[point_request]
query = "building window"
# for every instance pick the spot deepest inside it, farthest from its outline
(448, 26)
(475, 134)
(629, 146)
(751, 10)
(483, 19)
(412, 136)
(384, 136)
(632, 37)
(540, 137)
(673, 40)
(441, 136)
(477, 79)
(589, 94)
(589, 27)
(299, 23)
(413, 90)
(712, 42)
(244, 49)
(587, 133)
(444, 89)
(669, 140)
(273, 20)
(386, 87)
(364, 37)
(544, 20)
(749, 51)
☆ ☆ ☆ ☆ ☆ ☆ ☆
[Work task]: Each line of the material above must be reproduced exactly.

[Response to the task]:
[point_request]
query = "building window"
# for every instance pick the spot deepest inside it, farthest from its outline
(448, 26)
(475, 134)
(629, 146)
(751, 10)
(483, 19)
(412, 136)
(384, 136)
(632, 37)
(540, 137)
(673, 40)
(441, 136)
(477, 79)
(589, 94)
(589, 27)
(299, 23)
(413, 90)
(712, 42)
(244, 49)
(587, 133)
(444, 89)
(669, 140)
(273, 20)
(386, 87)
(364, 37)
(544, 20)
(749, 51)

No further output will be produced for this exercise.